DOCUMENT SEGMENT –
=== Begin Enclosure ===
About this Book

This is a companion training guide for BioDIGS, a GDSCN project that brings a research experience into the classroom. In this module, students will explore microbiome data for the presence of biosynthesis genes. They will run analyses using antiSMASH as implemented on Galaxy.

Landing page for the Biosynthetic Gene Cluster Activity.

Visit the BioDIGS (BioDiversity and Informatics for Genomics Scholars) website here for more information about this collaborative, distributed research project, including how you can get involved!

The GDSCN (Genomics Data Science Community Network) is a consortium of educators who aim to create a world where researchers, educators, and students from diverse backgrounds are able to fully participate in genomic data science research. You can find more information about its mission and initiatives here.

BioDIGS logo

0.1 Skills Level

The activities in this guide are written for undergraduate students and beginning graduate students.

Genetics
Beginner: some genetics knowledge needed

Programming skills
Novice: no programming experience needed

0.2 Platform

The activities in this guide are demonstrated on NHGRI’s AnVIL cloud computing platform. AnVIL is the preferred computing platform for the GDSCN. However, all of these activities can be done using your personal installation of R or using the online Galaxy portal.

Please check out our full collection of AnVIL and related resources: https://hutchdatascience.org/AnVIL_Collection/

0.3 Data

The data generated by the BioDIGS project is available through the BioDIGS website, as well as through an AnVIL workspace.

Data about the soil itself as well as soil metal content was generated by the Delaware Soil Testing Program at the University of Delaware. Sequences were generated by the Johns Hopkins University Genetic Resources Core Facility and by PacBio.
=== End Enclosure ===
EXERCISE REQUIREMENTS –
1. According to the BioDIGS guide, which organization generated the data about the soil and its metal content?
2. Quote the BioDIGS guide word for word, starting with "Landing page for" and going on through "and initiatives here.".
The data after this point has no connection to the BioDIGS guide.

SOURCE MATERIAL –
=== Begin Enclosure ===
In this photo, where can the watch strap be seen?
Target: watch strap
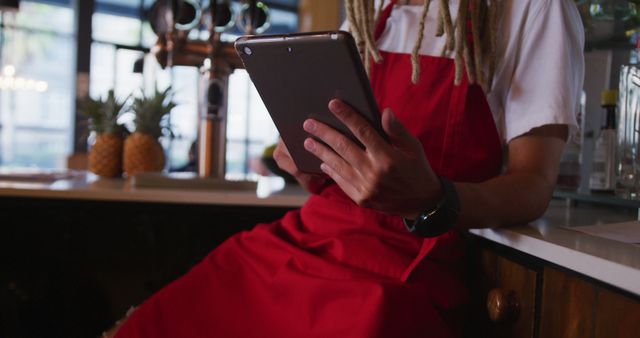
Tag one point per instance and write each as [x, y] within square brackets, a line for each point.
=== End Enclosure ===
SOLUTION LIST –
1. The Delaware Soil Testing Program at the University of Delaware.

2.
Landing page for the Biosynthetic Gene Cluster Activity.

Visit the BioDIGS (BioDiversity and Informatics for Genomics Scholars) website here for more information about this collaborative, distributed research project, including how you can get involved!

The GDSCN (Genomics Data Science Community Network) is a consortium of educators who aim to create a world where researchers, educators, and students from diverse backgrounds are able to fully participate in genomic data science research. You can find more information about its mission and initiatives here.